** START Extracted records **
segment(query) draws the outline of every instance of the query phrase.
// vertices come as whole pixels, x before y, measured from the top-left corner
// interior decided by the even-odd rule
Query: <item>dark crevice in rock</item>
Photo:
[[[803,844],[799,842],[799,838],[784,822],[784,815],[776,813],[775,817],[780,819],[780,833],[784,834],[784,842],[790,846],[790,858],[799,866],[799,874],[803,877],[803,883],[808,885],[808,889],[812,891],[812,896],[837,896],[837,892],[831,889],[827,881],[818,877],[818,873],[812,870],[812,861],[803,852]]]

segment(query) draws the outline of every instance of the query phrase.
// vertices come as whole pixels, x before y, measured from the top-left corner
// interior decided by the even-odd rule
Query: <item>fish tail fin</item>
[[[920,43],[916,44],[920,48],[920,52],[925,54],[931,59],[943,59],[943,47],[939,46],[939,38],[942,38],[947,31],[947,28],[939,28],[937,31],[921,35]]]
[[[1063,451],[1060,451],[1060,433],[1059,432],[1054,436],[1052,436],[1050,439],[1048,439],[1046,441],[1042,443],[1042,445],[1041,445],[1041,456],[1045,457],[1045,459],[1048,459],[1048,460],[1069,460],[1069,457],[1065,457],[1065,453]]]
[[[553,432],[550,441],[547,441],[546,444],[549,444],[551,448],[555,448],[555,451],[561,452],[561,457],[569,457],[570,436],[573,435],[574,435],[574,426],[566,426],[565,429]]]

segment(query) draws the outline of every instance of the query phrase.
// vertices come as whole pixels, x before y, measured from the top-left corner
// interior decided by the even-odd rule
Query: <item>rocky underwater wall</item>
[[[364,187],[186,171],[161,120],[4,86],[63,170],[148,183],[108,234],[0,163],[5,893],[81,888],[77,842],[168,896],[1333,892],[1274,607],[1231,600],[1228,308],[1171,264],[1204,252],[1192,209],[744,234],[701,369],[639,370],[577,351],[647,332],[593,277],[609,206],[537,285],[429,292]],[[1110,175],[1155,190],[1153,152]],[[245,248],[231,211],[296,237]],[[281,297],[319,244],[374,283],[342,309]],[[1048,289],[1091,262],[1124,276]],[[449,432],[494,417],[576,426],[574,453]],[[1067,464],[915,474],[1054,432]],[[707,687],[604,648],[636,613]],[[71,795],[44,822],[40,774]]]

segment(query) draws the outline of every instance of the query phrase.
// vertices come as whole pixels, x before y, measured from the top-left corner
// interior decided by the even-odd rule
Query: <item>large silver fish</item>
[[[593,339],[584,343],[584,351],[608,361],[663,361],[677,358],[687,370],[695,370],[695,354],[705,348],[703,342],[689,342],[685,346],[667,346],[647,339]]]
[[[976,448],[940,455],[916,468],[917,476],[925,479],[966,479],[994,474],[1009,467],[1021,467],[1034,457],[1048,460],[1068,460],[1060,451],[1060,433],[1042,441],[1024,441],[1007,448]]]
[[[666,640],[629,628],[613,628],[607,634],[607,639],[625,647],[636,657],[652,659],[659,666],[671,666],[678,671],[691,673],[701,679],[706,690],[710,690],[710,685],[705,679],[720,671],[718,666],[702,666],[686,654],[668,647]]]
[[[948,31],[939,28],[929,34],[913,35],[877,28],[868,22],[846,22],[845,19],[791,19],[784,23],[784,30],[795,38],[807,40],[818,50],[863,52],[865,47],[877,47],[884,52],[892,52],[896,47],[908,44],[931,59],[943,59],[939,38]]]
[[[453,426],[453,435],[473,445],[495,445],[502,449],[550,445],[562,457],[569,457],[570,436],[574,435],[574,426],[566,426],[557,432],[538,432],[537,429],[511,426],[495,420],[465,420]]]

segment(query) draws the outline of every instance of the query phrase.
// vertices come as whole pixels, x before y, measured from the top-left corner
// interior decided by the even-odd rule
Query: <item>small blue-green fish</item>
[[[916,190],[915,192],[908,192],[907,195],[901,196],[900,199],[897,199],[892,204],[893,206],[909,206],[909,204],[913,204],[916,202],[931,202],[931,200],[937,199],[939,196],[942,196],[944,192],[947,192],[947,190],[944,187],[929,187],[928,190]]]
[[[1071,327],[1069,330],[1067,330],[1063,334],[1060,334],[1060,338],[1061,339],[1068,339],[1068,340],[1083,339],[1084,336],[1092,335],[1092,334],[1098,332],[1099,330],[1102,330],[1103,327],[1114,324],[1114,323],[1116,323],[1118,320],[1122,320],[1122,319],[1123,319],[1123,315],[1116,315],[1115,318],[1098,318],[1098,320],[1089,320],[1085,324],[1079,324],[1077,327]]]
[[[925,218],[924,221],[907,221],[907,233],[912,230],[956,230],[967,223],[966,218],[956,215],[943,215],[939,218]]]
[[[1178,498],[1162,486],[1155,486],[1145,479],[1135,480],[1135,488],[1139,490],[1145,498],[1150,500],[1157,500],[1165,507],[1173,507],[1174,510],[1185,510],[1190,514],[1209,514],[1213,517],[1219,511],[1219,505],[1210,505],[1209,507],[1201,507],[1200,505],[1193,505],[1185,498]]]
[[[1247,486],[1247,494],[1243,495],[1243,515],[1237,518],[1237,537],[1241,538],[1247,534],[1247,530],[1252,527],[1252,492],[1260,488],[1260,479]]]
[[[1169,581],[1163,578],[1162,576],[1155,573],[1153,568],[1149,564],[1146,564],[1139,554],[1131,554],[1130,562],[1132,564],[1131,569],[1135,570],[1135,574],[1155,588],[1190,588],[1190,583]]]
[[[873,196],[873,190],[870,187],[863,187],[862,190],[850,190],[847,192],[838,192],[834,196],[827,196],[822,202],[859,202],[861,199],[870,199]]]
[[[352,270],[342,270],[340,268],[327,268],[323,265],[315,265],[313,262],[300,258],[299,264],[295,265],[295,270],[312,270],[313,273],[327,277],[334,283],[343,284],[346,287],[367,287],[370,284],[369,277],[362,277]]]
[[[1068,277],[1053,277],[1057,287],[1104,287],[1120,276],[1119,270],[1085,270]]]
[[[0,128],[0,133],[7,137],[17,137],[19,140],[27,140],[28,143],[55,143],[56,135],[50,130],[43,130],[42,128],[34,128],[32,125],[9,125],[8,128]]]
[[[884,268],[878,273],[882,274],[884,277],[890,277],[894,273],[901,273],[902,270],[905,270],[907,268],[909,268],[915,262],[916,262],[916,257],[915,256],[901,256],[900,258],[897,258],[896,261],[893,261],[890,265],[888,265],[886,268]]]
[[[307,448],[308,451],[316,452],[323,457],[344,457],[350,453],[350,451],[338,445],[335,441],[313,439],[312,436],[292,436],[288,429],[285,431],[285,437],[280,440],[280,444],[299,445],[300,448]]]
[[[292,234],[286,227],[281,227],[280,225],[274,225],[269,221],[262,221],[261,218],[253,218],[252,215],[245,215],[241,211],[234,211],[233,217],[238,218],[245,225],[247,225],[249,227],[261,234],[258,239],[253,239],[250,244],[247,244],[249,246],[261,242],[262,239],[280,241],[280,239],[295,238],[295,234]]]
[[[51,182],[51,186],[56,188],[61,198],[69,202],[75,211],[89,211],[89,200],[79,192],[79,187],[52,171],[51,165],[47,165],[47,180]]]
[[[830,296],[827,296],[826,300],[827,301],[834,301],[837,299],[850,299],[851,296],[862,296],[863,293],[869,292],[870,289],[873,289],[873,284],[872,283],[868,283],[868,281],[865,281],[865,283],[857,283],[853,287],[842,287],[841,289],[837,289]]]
** END Extracted records **
What the task asks:
Count the lines in the listing above that contain the string "fish", treating uppercase and lowercase letters as different, and reply with only the number.

Correct response:
3